抜粋本文 -

本発明の複合型ポリマー電解質膜は、フィブリル状の耐熱性樹脂(B)と該フィブリルの間隙を充填する状態のフッ素樹脂(A)とがA:B=3:7〜7:3の重量比で一体化された複合体薄膜に50重量%以上の非水電解液を含浸させたものである。
【0011】
該フッ素樹脂(A)としては、弗化ビニリデン(VdF)を主成分とするポリ弗化ビニリデン(PVdF)共重合体が採用される。特に好ましいPVdF共重合体としては、VdFに対してパーフロロアルキルビニルエーテル、ヘキサフロロプロピレン、三弗化塩化エチレン、エチレンから選ばれた1種以上のモノマーを3〜9モル%共重合したものが挙げられる。共重合成分のモル比が3モル%未満の場合、ポリマーの結晶性が高くなり、各種製膜溶媒への溶解性が低下し好ましくなくなるとともに、得られた膜の電解液保持性が低下し好ましくなくなる。また、その共重合モル比が9モル%より高くなると、塗工溶媒への溶解性は十分となるが、逆に結晶性が低下しすぎ得られた膜の機械強度が十分でなくなり好ましくない。より好適には、4〜7モル%の共重合範囲が採用される。

データ一覧 -
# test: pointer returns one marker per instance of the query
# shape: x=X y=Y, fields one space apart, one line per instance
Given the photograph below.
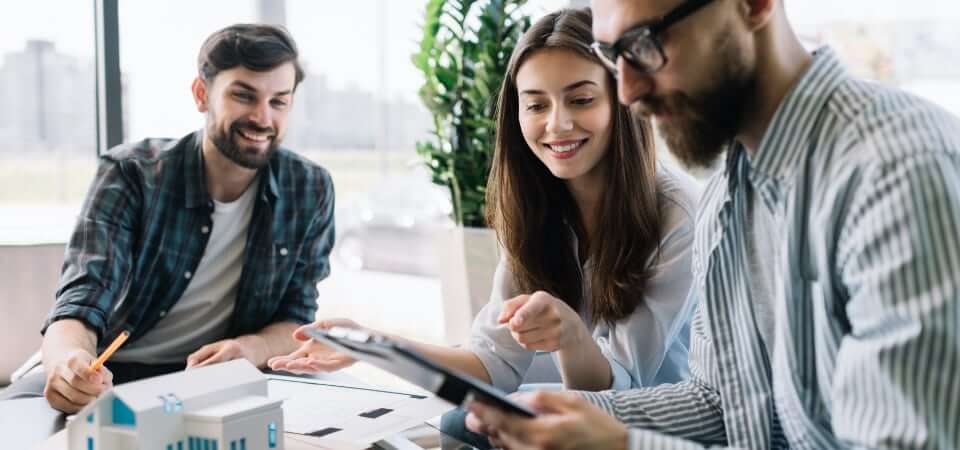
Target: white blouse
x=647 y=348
---
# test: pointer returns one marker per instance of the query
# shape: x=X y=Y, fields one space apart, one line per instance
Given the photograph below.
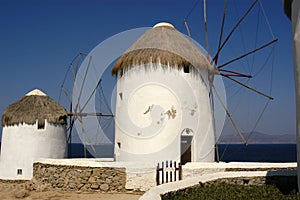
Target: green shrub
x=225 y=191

指示内容 -
抜粋本文の一文「該フッ素樹脂(A)としては、弗化ビニリデン(VdF)を主成分とするポリ弗化ビニリデン(PVdF)共重合体が採用される。」を英語に翻訳せよ。 抜粋本文の記述のみを根拠とすること。

実行結果 -
As the fluororesin (A), a polyvinylidene fluoride (PVdF) copolymer containing vinylidene fluoride (VdF) as its main component is employed.